-- begin Document passage --

I believe in the Church of Baseball. I was raised in it after all, taken to a stadium with plastic seats that got so hot they’d roast the back of my thighs while the tops of them burned. I learned the liturgy and the scriptures and the seventh-inning hymns. The smell of dirt and fresh-cut grass became my incense and the hot dog my holy wafer. The Church of Baseball has many members, plenty of leaders who draw crowds and convert nonbelievers. But I have always been a disciple of Annie Savoy.
“I prefer metaphysics to theology. You see, there’s no guilt in baseball, and it’s never boring,” Annie Savoy says. It’s a line that could come out of any fan’s mouth except that she follows it up with “... which makes it like sex. There’s never been a player slept with me who didn’t have the best year of his career.” Annie Savoy, played by Susan Sarandon in the 1988 classic baseball movie Bull Durham, is the best representation of female fandom in any sport—not because, mind you, she sleeps with players, but because she has a deep knowledge of and undeniable love for the game. There are, of course, plenty of women who worship in the Church of Baseball. But all too often, we are ignored in popular representations of the sport.

-- end Document passage --

Given problem A:
Please write out every line of the saved data entries again, requests included, and shift each point coordinate in the answers by -79. Leave the pictures out.
The baseball fandom essay has no connection to the saved data entries.

-- begin Supplied records --

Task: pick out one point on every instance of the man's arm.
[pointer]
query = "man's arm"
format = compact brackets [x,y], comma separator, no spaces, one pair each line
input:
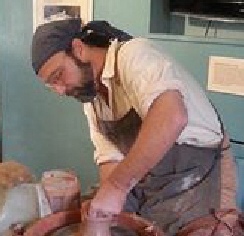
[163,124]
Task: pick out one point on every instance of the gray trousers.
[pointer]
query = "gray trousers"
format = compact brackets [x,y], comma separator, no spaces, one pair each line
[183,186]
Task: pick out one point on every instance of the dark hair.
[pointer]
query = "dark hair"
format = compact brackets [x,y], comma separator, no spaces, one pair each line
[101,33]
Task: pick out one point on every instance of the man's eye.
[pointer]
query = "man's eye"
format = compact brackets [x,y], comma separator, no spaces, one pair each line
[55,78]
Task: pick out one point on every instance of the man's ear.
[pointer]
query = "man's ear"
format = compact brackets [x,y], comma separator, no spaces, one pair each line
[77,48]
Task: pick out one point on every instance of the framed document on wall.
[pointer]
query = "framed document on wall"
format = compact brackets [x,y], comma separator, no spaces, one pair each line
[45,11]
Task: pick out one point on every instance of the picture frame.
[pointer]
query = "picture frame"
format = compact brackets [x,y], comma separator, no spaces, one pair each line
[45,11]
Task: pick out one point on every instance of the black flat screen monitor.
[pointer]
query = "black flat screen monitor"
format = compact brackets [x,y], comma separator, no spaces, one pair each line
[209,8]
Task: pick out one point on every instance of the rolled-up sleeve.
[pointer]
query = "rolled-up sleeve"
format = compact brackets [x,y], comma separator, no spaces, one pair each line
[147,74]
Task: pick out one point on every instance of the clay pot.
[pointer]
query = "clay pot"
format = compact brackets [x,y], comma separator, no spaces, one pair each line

-- end Supplied records --

Given problem B:
Update the stretch of the baseball fandom essay from "I believe in" through "of Annie Savoy.", putting "soft pretzel" in place of "hot dog".

Exercise output A:
Task: pick out one point on every instance of the man's arm.
[pointer]
query = "man's arm"
format = compact brackets [x,y], comma separator, no spaces, one pair each line
input:
[84,45]
Task: pick out one point on every instance of the gray trousers.
[pointer]
query = "gray trousers"
format = compact brackets [x,y], comma separator, no spaces, one pair each line
[104,107]
Task: pick out one point on every instance of the dark hair.
[pointer]
query = "dark hair"
format = compact brackets [x,y], comma separator, no spaces, one pair each line
[22,-46]
Task: pick out one point on every instance of the man's eye.
[pointer]
query = "man's eye"
format = compact brackets [x,y], comma separator, no spaces, one pair each line
[-24,-1]
Task: pick out one point on every instance of the man's ear.
[pointer]
query = "man's ear"
format = compact brackets [x,y], comma separator, no spaces, one pair each line
[-2,-31]
Task: pick out one point on every instance of the framed document on wall.
[pointer]
query = "framed document on wall"
format = compact brackets [x,y], comma separator, no spaces, one pair each line
[-34,-68]
Task: pick out one point on every instance of the picture frame.
[pointer]
query = "picture frame"
format = compact brackets [x,y], comma separator, no spaces, one pair each line
[-34,-68]
Task: pick out one point on every instance of the black flat screen monitor.
[pointer]
query = "black flat screen monitor"
format = compact brackets [x,y], comma separator, no spaces, one pair each line
[130,-71]
Task: pick out one point on every instance of the rolled-up sleeve.
[pointer]
query = "rolled-up sleeve"
format = compact brackets [x,y], comma separator, no spaces, one pair each line
[68,-5]
Task: pick out one point on every instance of the clay pot.
[pointer]
query = "clay pot"
format = compact brackets [x,y], comma separator, no spaces, one pair each line

Exercise output B:
I believe in the Church of Baseball. I was raised in it after all, taken to a stadium with plastic seats that got so hot they’d roast the back of my thighs while the tops of them burned. I learned the liturgy and the scriptures and the seventh-inning hymns. The smell of dirt and fresh-cut grass became my incense and the soft pretzel my holy wafer. The Church of Baseball has many members, plenty of leaders who draw crowds and convert nonbelievers. But I have always been a disciple of Annie Savoy.